[Task details] Continue the passage on proposed changes to the Fair Work Act, beginning directly after its final sentence.

[Source extract]

____________

In detail, experts identify three changes that are essential for smoothing the way for a more productive and less adversarial industrial landscape:
Provision: The good faith bargaining provisions of the FWA involve adhering to six principles of good faith, including attending meetings, disclosing relevant information, responding in a timely manner, genuinely considering proposals and responding with reasons among others. Industrial action and the employer’s response to it are governed by the act.
Problem: While good faith bargaining is sensible in principle, it is used by both sides in practice to drag out negotiations. The disclosure of relevant information, in particular, can lead to lengthy delays. Andrew Douglas, principle of workplace relations at M+K Lawyers, says: “It does not have the teeth to force agreement. People used to do a deal. Now we are losing productive time. It is complex.”
Employers have to wait for industrial action, rather than “bringing on” a dispute. “You have to wait and wait for something big enough to respond to,” Douglas says. “The test of damage to the business is not real – you have to prove colossal damage. Hence Qantas’s apocalyptic reaction.”
Proposal: Douglas suggests dumping the “good faith” provisions entirely and reverting to rules that up to 10 years ago made for quicker, simpler deal-making. “Commence industry negotiations from the moment of nominal expiry of the existing agreement, remove all good faith obligations so people can get on and do it, and re-instate the employers right around ‘lock-out’,” he says, referring to an employer’s right to lock employees out of its premises. “Qantas and the nurses strike have taught us there must be a quick way through intractable disputes. In the old days, employers could call on the fight and speed up the process.”
Transfer of business
Provision: This section of the Fair Work Act (313) means that when employees transfer to a new employer their industrial agreement goes with them.
Problem: This can result in a spaghetti of agreements for companies managing multiple mergers or acquisitions, and for companies with multiple entities. Tim Frost, workplace relations partner at Allens Arthur Robinson, says: “I have an ASX listed client with 25 entities. When they want to shuffle people from entity one to entity two, now they take their agreement with them. So they have to have payroll and systems to handle multiple awards.”
Douglas says: “This has meant that companies have just failed. They haven’t been able to get out the unviable parts of their business, they are not making a profit, and have no capital to invest. The world has to understand, businesses must be able to divest unviable operations.”

____________

[Information shown]
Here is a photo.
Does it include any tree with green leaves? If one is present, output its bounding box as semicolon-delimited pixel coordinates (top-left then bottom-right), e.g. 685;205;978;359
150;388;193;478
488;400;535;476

____________

[Written response]
Proposal: One possible solution is that the transfer of business provisions should not operate if there is an enterprise agreement that would cover the new employees and satisfy the “better-off overall” test. Even better, revert to the old system of the agreement following the enterprise, says Frost.
Douglas suggests the definition of transfer of business relate to the transmission of asset. “If I transfer a factory over to you, with plant and equipment, and the people went with it, that is transfer of business. Not just the people.”
Individual flexibility arrangements
Provision: Individual flexibility arrangements allow employers to agree to vary the terms of a modern award or enterprise agreement for a particular employee. For example, an employee might arrange that their normal work hours be 7am to 3pm rather than 9am to 5pm.
IFAs cannot be a condition of employment.
Problem: Employers are not using IFAs because either party can terminate the IFA with 28 days’ notice, creating uncertainty for both sides.
Since IFAs cannot be a condition of employment, employers struggle to match the conditions of new staff to those already in the business. This can affect rosters, or conditions. “Holiday leave loading is a classic example,” Douglas says. “The administration this causes is quite substantial. Why not offer a global wage that includes that as a condition of employment.”
Proposal: In its submission to the FWA review, Allens suggests setting IFAs for an agreed period – not more than three years – and cancelling them only with the agreement of both parties.
Douglas says IFAs must go entirely. “They are not working. They are no use to business because they don’t allow any proper planning or true engagement.” Instead, Douglas says “set off” or “annualisation” provisions can provide the flexibility the IFAs were intended for, and with the certainty that both sides need.